Stored records
● ● ● ● ●

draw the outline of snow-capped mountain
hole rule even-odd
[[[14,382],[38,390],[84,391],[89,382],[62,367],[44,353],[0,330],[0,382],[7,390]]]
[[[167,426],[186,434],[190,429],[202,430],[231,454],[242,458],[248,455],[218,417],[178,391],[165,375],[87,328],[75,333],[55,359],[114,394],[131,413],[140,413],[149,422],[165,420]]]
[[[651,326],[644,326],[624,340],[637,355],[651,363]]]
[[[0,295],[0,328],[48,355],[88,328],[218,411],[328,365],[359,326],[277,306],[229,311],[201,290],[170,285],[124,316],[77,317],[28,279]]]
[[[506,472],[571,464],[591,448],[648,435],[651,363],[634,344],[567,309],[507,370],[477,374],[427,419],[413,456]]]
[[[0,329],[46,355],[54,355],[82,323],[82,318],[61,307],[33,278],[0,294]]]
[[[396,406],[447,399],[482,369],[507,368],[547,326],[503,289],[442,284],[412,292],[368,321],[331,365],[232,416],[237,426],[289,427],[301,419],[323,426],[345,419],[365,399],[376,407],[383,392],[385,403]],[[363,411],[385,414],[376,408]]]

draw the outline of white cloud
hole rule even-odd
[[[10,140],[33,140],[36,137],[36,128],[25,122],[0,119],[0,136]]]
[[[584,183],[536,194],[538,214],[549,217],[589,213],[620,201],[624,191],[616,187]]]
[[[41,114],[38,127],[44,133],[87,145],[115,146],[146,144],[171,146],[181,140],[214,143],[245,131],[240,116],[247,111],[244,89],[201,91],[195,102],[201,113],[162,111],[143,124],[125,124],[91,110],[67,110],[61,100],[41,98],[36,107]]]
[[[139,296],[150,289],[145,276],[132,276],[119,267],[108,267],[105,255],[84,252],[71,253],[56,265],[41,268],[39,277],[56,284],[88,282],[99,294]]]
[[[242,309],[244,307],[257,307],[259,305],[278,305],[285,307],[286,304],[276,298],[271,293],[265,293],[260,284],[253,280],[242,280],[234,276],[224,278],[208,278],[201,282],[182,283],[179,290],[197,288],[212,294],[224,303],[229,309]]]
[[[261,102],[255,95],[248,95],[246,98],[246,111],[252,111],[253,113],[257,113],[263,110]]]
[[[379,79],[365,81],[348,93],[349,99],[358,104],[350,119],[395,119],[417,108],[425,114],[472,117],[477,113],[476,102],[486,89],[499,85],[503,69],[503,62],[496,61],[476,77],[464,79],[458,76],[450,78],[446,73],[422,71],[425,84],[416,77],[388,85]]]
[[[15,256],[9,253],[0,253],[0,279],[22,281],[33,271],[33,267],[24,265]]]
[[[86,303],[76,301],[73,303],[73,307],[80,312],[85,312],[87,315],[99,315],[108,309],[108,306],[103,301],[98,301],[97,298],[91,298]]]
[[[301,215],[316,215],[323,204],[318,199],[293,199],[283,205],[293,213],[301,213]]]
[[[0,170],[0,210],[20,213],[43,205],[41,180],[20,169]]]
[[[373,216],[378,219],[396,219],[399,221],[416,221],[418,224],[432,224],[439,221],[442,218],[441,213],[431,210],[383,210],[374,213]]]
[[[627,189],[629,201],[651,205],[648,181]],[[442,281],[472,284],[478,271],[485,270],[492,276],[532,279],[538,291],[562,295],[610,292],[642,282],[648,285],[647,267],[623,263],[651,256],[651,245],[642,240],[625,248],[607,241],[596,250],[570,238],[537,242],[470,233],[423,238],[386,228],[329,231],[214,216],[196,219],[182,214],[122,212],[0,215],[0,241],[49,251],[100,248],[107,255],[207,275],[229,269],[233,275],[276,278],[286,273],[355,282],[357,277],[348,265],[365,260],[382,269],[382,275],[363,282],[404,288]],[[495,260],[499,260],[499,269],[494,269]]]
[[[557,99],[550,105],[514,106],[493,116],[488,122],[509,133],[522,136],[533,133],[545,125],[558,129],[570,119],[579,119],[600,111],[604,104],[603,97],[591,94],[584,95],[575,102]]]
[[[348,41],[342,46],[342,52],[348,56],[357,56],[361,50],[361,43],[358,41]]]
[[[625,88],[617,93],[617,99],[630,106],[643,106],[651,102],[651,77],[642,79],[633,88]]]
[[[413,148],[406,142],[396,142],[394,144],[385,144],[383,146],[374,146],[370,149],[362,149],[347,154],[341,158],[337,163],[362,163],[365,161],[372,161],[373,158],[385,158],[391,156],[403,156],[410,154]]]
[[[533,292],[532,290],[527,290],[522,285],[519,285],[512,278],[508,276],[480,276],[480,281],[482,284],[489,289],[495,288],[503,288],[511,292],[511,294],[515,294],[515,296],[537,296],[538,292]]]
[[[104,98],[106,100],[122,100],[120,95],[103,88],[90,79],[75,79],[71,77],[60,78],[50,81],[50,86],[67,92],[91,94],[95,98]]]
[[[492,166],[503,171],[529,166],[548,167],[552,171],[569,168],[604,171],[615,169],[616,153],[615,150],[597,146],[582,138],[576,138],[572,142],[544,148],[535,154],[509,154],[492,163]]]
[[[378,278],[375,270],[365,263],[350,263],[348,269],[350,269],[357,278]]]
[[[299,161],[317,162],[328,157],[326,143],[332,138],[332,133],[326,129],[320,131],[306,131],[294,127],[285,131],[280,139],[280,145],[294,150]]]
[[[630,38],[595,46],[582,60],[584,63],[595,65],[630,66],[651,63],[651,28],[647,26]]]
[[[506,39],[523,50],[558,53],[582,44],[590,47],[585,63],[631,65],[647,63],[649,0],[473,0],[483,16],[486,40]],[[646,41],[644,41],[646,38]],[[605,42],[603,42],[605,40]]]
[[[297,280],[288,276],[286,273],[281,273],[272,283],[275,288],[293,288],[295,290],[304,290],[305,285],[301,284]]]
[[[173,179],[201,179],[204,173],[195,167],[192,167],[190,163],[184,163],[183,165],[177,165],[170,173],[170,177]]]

● ● ● ● ●

## WHAT THIS TASK INVOLVES
Find each line above that contains the word "draw", and copy all of those lines.

## TASK ANSWER
draw the outline of snow-capped mountain
draw the outline of white cloud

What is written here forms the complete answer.